More currently, Vladimir Putin‘s aggression against Ukraine, and his paranoia over the encroaching proximity of NATO nations, comes approximately 1260 years after Frankish King Pepin III begins his expedition to Septimania and Aquitaine in 762 CE and his conquering of the cities of Carcassonne, Toulouse, Rodez and Albi.  Duke Waifer of Aquitaine plunders Burgundy and Pepin invades Aquitainian-held Berry and the Auvergne, capturing the fortresses of Bourbon and Clermont. Waifer’s Basque troops are defeated by the Franks and deported to northern France with their wives and children.  

In most instances, however, it is the patterns of human thought and behavior, deeply ingrained into the collective consciousness and human psyche, that find easy access to resonant substance in mentally disturbed individuals who then act out these patterns of sociopathic and psychopathic behavior in atrocities of all kinds.  It has been estimated that globally approximately three percent of men and one percent of women are sociopaths.  

THE WAR CYCLE IS BROKEN 

Take heart, however, for the cycle of repetitious wars has been broken in our time. This part of the story I will leave to David Wilcock himself and his highly acclaimed book, from which I will excerpt a couple of paragraphs that wrap up his investigation in an optimistic and encouraging summary. 

A Grand, Compassionate Design

Now that we have passed the Mayan calendar end date of December 21, 2012, we have crossed over into the Age of Aquarius, as I argued in The Source Field Investigations. This massive change, propelling us into a Golden Age, has already begun-and will undoubtedly get more and more interesting as time goes by. We can clearly see that the 25,920-year “master cycle” is much more than a slow, boring wobble in the earth’s axis. Instead, it seems to represent a mechanism that is written into the mind of our galaxy and all its stars, planets, and satellites. This grand cycle appears to work like the mainspring in a cosmic clock. It powers our evolutionary path and our events in history through the Hero’s Journey archetypes in nice, neat cycles of time. In Law of One terms, this grand story was carefully planned out, long before we ever got here, as the “preferred method” to help us awaken to the basic need to love one another – regardless of race, color, religion, gender, or nationality. We keep repeating the same events and the same atrocities, until we no longer choose to create them. Once we finally decide not to discriminate against one another, and decide to strive for a better world, peace and freedom will finally be ours for the taking — and we will enter into an unprecedented Golden Age.

Short problem: According to the passage on war cycles, which two fortresses did Pepin capture when he invaded Berry and the Auvergne?

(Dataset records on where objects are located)
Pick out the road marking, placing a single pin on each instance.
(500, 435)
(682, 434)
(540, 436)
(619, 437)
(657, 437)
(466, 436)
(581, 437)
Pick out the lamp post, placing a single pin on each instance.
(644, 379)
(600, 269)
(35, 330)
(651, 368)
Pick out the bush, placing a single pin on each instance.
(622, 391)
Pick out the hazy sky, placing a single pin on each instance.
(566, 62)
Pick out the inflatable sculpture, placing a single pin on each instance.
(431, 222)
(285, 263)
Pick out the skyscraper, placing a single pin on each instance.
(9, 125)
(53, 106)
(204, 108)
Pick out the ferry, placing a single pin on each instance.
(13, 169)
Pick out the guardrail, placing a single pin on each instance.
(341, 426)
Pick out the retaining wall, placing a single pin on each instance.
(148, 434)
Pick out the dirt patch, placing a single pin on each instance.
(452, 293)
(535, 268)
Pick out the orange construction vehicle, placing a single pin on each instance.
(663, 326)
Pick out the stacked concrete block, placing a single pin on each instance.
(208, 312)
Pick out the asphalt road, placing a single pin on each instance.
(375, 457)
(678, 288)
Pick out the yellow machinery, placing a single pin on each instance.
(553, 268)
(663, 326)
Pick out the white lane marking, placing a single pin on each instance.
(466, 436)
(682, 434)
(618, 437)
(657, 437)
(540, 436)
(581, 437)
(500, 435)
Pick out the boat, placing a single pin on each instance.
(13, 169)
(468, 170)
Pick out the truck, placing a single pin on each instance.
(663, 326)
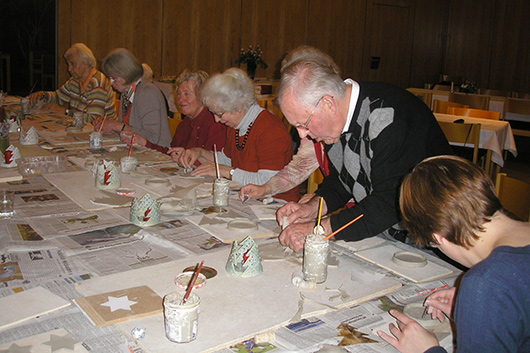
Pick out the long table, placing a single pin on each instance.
(93, 258)
(496, 136)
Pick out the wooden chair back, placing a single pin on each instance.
(426, 97)
(517, 106)
(464, 133)
(442, 106)
(472, 100)
(514, 195)
(474, 113)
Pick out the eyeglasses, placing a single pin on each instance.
(305, 126)
(219, 115)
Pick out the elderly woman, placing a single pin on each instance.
(198, 127)
(88, 91)
(257, 145)
(142, 106)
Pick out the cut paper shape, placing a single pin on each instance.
(121, 303)
(56, 341)
(244, 259)
(61, 342)
(135, 302)
(29, 138)
(36, 301)
(15, 348)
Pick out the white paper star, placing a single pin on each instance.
(57, 342)
(119, 303)
(15, 348)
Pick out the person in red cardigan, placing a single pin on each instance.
(258, 145)
(198, 127)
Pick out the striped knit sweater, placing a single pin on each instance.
(97, 100)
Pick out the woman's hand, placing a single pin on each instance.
(254, 191)
(188, 157)
(408, 336)
(441, 303)
(175, 153)
(126, 137)
(35, 97)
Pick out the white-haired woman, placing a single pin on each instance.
(257, 145)
(88, 91)
(142, 105)
(198, 127)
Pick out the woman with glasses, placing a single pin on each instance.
(198, 127)
(450, 203)
(142, 105)
(257, 146)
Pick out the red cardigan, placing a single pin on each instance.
(268, 146)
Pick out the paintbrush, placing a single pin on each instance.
(344, 226)
(192, 282)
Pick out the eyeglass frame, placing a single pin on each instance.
(305, 126)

Exercise result: Bourbon and Clermont.